Output each line of the material exactly as it stands.
-=-=-
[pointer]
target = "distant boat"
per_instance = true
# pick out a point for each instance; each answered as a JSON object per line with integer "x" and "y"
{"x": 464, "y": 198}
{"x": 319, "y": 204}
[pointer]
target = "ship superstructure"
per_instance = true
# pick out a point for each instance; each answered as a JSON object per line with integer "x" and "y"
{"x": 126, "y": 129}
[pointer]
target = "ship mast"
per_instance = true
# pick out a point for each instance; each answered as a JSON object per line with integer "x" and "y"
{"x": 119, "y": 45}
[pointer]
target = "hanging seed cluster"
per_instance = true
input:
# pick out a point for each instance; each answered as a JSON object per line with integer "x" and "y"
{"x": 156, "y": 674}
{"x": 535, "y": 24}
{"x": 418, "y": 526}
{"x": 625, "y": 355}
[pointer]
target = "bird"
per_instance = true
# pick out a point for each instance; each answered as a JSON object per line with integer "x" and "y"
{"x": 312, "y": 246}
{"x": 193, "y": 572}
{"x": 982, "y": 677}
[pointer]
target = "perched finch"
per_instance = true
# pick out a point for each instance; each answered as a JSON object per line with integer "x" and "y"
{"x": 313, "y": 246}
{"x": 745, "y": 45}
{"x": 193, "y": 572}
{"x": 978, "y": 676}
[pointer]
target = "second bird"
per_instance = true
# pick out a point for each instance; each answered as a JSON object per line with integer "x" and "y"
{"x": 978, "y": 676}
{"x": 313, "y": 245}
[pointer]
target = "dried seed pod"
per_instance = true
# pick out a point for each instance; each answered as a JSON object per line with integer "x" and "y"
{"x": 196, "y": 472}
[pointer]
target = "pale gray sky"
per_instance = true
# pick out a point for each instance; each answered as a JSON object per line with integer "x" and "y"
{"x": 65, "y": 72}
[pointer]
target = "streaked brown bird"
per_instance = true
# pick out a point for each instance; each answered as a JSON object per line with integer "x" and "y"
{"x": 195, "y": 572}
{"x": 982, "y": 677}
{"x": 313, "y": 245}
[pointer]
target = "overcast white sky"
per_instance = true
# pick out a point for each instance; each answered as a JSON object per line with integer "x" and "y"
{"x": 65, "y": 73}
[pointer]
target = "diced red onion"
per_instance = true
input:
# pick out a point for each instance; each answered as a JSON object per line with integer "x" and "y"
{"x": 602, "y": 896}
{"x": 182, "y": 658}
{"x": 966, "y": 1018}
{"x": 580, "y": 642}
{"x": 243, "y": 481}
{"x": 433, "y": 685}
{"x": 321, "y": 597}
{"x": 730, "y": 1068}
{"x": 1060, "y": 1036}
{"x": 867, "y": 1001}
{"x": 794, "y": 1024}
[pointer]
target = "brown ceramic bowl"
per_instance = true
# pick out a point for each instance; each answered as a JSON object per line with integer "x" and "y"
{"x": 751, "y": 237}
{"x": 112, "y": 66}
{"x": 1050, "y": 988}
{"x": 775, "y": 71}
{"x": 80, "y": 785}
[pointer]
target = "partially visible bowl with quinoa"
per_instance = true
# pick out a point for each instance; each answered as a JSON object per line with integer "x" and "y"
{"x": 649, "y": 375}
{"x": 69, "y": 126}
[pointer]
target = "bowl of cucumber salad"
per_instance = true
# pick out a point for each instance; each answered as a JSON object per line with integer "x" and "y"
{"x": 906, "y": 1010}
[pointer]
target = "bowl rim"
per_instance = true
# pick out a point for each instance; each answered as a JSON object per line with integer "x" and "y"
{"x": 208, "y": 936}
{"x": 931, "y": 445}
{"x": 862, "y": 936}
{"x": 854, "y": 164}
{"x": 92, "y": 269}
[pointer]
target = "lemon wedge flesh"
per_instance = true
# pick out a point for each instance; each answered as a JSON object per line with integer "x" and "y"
-=-=-
▶ [Correct response]
[pointer]
target = "distant boat"
per_instance = true
# pick out a point for each instance; each answered as a JSON object per line with integer "x" and "y"
{"x": 464, "y": 198}
{"x": 319, "y": 204}
[pointer]
target = "ship superstructure"
per_instance = true
# pick out a point for each instance; each answered as a JSON object per line with integer "x" and "y"
{"x": 126, "y": 129}
[pointer]
target = "ship mast"
per_instance = true
# pick out a point for each instance; each answered as a JSON object per line with integer "x" and "y"
{"x": 119, "y": 45}
[pointer]
target = "hanging seed cluster"
per_instance = true
input:
# pick out a point for each instance; each answered as a JSON object per line with integer "x" and "y"
{"x": 156, "y": 674}
{"x": 535, "y": 24}
{"x": 418, "y": 526}
{"x": 625, "y": 355}
[pointer]
target = "bird"
per_instance = true
# pick out a point for each instance; each answered as a JSON object per line with integer "x" and "y"
{"x": 312, "y": 246}
{"x": 193, "y": 572}
{"x": 982, "y": 677}
[pointer]
target = "perched finch"
per_instance = true
# pick out a point for each instance; each answered as a JSON object per line with integer "x" and "y"
{"x": 313, "y": 246}
{"x": 745, "y": 45}
{"x": 193, "y": 572}
{"x": 978, "y": 676}
[pointer]
target = "second bird"
per_instance = true
# pick out a point for each instance; each answered as a JSON object per line with integer "x" and "y"
{"x": 978, "y": 676}
{"x": 313, "y": 245}
[pointer]
target = "dried seed pod"
per_instance = true
# pick out a point for each instance; each answered as a JSON object per line with integer "x" and "y"
{"x": 196, "y": 472}
[pointer]
target = "pale gray sky"
per_instance = true
# pick out a point for each instance; each answered as a JSON object per line with integer "x" and "y"
{"x": 65, "y": 72}
[pointer]
target = "streaked brown bird"
per_instance = true
# pick out a point for each instance; each answered as a JSON object per line with integer "x" and "y"
{"x": 195, "y": 572}
{"x": 982, "y": 677}
{"x": 313, "y": 245}
[pointer]
target = "overcast white sky"
per_instance = true
# pick out a point for each instance; each answered as a JSON object per line with integer "x" and "y"
{"x": 65, "y": 73}
[pointer]
target = "diced red onion"
per_instance = true
input:
# pick out a point for each instance; each answered as a JSON object per line with integer "x" and "y"
{"x": 602, "y": 896}
{"x": 182, "y": 658}
{"x": 966, "y": 1018}
{"x": 580, "y": 642}
{"x": 243, "y": 481}
{"x": 433, "y": 685}
{"x": 321, "y": 597}
{"x": 730, "y": 1068}
{"x": 1060, "y": 1036}
{"x": 867, "y": 1001}
{"x": 794, "y": 1024}
[pointer]
target = "brown ceramic bowl"
per_instance = true
# pick out a point for each instance; each answered as a JSON object per line with integer "x" and "y"
{"x": 751, "y": 237}
{"x": 112, "y": 66}
{"x": 1050, "y": 988}
{"x": 775, "y": 71}
{"x": 80, "y": 785}
[pointer]
target = "partially visible bowl with quinoa"
per_instance = true
# pick out a point for each instance; each answered as a JSON object per line with integer "x" and "y"
{"x": 649, "y": 375}
{"x": 69, "y": 126}
[pointer]
target = "bowl of cucumber salad"
per_instance = true
# pick out a point for each instance; each answered as a JSON object per line with integer "x" and "y"
{"x": 906, "y": 1010}
[pointer]
target = "bowl rim"
per_instance = true
# pick out a point for each instance; each answered as a JSON object per line with integer "x" and "y"
{"x": 208, "y": 936}
{"x": 931, "y": 445}
{"x": 862, "y": 936}
{"x": 854, "y": 164}
{"x": 92, "y": 269}
[pointer]
target = "lemon wedge flesh"
per_instance = true
# pick out a point for each instance; each answered as a JSON object per line with integer "x" and "y"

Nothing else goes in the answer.